*** Data extracts
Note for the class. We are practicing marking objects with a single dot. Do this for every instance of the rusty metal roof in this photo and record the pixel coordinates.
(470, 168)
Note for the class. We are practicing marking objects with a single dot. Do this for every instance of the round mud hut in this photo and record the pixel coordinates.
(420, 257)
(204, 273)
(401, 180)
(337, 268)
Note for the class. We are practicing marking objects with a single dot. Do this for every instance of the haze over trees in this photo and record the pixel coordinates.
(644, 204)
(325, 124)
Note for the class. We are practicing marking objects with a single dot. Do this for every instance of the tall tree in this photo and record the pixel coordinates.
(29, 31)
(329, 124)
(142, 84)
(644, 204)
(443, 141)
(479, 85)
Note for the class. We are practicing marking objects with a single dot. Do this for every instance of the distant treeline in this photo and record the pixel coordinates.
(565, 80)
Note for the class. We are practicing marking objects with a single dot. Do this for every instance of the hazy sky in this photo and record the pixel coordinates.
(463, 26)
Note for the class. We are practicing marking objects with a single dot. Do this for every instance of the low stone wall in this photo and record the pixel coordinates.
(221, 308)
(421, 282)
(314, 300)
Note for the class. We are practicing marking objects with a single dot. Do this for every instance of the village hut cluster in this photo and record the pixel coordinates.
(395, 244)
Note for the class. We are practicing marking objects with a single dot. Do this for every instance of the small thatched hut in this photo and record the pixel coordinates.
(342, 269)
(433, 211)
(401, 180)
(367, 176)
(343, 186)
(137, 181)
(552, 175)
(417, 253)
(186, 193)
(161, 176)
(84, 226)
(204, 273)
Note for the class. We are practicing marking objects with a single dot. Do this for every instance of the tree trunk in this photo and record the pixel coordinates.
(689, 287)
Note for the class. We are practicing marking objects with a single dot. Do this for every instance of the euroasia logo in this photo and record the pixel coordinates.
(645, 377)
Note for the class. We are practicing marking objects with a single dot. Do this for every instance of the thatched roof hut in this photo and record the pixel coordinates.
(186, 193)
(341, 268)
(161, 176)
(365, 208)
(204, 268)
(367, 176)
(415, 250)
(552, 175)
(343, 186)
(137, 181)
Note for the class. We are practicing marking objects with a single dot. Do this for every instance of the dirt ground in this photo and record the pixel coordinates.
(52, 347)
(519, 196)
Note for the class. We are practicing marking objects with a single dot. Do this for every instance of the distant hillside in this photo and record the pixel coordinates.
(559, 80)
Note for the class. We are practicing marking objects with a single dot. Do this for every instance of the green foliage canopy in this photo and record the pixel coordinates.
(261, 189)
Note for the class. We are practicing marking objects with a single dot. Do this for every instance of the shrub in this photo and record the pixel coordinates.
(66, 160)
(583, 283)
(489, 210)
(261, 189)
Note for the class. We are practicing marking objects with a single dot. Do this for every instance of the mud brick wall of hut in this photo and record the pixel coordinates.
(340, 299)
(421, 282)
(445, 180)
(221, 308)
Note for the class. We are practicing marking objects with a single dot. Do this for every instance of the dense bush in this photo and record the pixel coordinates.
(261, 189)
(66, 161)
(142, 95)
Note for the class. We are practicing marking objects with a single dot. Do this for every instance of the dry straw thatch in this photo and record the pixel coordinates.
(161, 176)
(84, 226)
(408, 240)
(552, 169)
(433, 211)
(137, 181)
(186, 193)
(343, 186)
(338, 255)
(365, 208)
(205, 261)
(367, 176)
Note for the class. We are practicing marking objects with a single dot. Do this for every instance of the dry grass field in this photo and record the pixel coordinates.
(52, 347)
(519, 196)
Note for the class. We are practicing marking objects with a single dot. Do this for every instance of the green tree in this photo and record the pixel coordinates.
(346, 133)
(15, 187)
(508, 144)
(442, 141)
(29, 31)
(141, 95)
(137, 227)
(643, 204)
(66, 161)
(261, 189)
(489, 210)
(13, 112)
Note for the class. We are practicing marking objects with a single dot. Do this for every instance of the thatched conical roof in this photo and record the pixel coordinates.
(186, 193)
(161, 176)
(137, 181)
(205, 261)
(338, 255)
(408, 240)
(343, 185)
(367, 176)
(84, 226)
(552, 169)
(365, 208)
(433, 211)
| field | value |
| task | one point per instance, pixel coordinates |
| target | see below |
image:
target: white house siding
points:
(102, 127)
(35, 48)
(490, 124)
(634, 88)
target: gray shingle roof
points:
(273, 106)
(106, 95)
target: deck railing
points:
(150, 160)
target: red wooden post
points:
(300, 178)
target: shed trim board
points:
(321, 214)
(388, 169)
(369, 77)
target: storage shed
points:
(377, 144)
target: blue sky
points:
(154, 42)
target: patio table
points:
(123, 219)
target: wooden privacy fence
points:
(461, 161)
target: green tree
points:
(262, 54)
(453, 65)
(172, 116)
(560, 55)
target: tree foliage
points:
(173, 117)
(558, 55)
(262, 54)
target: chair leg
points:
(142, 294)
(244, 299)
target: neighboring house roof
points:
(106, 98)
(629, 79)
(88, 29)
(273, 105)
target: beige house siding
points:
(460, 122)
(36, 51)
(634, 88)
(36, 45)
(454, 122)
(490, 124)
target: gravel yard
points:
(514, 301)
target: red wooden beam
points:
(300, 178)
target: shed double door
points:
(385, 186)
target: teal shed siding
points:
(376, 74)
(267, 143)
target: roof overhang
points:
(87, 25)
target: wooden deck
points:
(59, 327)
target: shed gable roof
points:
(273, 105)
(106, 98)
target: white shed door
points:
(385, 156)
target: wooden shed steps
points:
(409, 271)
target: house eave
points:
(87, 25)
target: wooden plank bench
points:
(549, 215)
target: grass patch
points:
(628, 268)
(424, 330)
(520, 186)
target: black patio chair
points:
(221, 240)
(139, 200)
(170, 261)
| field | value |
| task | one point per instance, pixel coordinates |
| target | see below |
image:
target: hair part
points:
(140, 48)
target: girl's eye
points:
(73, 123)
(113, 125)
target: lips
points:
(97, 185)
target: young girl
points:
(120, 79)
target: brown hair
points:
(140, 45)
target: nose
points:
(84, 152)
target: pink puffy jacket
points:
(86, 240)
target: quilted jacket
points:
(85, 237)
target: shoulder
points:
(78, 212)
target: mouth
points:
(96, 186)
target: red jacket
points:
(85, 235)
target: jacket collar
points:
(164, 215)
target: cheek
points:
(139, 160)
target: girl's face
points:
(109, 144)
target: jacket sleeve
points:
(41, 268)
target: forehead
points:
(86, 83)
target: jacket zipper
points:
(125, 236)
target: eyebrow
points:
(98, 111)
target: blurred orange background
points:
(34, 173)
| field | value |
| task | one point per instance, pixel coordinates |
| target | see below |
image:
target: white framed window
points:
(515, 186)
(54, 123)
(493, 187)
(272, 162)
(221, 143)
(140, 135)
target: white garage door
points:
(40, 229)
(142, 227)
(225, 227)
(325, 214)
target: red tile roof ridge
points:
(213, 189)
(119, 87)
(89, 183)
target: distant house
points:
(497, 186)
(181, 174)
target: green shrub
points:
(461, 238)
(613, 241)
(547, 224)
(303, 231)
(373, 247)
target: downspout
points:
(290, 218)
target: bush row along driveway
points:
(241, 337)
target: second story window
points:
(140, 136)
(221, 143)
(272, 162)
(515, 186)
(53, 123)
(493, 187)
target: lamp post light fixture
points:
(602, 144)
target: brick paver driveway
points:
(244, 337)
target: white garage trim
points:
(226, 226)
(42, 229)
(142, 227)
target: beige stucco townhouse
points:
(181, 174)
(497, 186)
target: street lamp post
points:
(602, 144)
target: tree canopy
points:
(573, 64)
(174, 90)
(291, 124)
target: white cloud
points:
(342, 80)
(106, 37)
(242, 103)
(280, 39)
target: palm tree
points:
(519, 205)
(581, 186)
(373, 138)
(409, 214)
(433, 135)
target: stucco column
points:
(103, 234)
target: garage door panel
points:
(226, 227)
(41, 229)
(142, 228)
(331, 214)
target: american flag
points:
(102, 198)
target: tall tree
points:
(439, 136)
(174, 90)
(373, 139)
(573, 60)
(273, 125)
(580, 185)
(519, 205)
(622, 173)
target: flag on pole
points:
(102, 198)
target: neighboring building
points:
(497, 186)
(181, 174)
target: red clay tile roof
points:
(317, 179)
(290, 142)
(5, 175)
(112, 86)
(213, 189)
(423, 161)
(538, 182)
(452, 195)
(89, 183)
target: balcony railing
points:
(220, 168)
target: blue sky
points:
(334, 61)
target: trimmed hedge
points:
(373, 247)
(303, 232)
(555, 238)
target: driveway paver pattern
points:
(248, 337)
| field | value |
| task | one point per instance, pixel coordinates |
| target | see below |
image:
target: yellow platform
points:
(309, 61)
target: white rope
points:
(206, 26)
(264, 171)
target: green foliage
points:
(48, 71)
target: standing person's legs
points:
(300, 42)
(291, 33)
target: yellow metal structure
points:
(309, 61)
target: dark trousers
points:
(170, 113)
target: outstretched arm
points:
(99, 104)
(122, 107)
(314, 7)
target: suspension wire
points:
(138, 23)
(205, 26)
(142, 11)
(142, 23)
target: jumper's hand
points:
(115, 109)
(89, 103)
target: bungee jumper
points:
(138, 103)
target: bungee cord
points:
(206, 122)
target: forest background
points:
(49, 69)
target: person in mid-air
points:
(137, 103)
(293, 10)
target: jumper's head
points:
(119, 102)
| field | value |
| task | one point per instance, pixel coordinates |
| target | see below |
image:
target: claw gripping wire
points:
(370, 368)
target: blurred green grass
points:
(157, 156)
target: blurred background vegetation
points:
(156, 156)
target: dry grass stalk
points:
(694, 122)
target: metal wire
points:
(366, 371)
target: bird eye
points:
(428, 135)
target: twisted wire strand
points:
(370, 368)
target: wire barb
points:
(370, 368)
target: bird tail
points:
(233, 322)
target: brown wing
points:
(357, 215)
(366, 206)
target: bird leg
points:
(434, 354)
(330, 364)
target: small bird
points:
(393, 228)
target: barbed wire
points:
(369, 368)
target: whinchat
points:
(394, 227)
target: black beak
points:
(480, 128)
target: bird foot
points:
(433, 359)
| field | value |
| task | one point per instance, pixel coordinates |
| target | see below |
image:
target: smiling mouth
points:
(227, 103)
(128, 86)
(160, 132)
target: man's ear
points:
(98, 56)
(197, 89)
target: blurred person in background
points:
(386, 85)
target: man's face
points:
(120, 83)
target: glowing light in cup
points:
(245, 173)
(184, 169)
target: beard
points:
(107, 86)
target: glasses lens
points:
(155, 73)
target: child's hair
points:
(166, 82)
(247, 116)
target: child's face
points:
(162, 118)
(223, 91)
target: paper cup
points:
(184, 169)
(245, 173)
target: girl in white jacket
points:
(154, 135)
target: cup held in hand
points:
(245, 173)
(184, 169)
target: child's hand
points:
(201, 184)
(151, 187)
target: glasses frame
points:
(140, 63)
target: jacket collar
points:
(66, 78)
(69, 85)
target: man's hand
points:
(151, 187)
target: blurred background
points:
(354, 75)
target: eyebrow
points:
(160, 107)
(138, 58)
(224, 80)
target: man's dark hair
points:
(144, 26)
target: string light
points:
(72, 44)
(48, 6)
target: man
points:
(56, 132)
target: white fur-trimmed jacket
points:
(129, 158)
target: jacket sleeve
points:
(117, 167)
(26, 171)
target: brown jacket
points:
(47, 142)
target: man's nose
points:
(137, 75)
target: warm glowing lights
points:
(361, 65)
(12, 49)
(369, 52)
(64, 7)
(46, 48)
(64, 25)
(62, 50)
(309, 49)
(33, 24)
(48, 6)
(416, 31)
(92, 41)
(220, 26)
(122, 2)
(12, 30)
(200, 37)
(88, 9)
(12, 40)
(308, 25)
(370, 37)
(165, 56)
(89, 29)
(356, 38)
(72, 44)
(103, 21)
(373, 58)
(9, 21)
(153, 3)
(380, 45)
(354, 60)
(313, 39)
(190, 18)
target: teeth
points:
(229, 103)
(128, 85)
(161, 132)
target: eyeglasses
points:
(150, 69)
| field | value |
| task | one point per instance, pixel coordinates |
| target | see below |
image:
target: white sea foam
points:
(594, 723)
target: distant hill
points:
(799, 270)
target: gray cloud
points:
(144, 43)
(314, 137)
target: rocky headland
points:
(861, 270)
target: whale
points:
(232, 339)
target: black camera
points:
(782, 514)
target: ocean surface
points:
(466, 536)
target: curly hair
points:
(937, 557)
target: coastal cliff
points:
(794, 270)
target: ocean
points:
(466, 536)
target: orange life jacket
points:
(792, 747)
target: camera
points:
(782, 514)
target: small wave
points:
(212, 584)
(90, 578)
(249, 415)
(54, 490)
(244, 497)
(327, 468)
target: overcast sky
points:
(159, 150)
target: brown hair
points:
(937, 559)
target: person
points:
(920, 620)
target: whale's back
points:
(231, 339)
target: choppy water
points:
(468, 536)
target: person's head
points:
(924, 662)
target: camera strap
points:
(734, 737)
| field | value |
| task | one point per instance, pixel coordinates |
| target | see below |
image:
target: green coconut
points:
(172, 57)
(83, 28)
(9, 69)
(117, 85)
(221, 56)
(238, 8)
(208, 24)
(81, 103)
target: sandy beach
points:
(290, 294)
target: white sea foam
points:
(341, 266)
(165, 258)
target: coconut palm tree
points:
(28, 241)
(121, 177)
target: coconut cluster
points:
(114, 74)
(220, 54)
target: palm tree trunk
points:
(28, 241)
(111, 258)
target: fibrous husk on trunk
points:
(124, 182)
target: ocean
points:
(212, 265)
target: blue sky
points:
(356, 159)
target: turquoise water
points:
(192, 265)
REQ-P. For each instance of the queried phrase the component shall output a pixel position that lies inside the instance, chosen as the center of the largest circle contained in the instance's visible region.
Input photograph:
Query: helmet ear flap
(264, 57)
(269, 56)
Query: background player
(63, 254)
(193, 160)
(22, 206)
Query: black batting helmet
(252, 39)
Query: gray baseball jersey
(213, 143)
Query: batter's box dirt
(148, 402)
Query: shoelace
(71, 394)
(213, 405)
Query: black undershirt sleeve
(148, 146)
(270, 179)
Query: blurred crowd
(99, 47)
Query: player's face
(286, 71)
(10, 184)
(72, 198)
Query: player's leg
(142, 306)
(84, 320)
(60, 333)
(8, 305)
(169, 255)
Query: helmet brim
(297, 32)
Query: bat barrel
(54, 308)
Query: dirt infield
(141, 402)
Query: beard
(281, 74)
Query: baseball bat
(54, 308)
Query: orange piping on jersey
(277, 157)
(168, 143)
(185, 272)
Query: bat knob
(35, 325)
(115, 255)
******
Work required –
The answer must be every line of the records that contains the word "patio".

Solution for this problem –
target: patio table
target: black patio chair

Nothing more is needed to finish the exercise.